▶ [Instruction]: Put the following items into a Markdown table with the columns Number and Record line, one row for each non-blank line, numbered in order. Leave out the pictures.

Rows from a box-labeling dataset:

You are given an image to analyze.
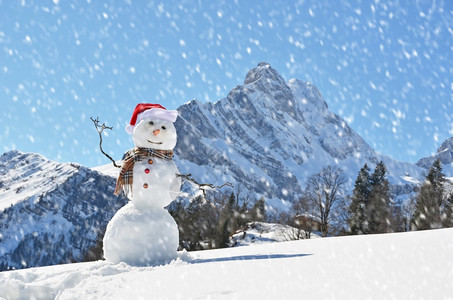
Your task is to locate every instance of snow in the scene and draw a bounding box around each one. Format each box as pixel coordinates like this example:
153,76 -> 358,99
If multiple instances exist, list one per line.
0,229 -> 453,300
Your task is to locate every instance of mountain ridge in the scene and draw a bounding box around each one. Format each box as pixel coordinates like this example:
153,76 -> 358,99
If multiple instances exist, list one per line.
175,62 -> 423,205
0,150 -> 126,271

▶ [Written answer]:
| Number | Record line |
|---|---|
| 1 | You are given an image to analyze. |
| 2 | Your task is to locate every instance of snow in the scene and draw a bounding box around each one. Format each box as pixel coordinates like this example: |
| 3 | 153,76 -> 358,99 |
| 4 | If multiple instances exist, list one per line. |
| 5 | 0,229 -> 453,300 |
| 6 | Your task is to locate every instance of mountain ridge in the scene and draw a bounding box around each one. Format each box as pixel coordinates like this example: |
| 7 | 153,76 -> 358,99 |
| 8 | If multiple instances exist, list one per line. |
| 9 | 175,62 -> 423,205 |
| 10 | 0,150 -> 126,271 |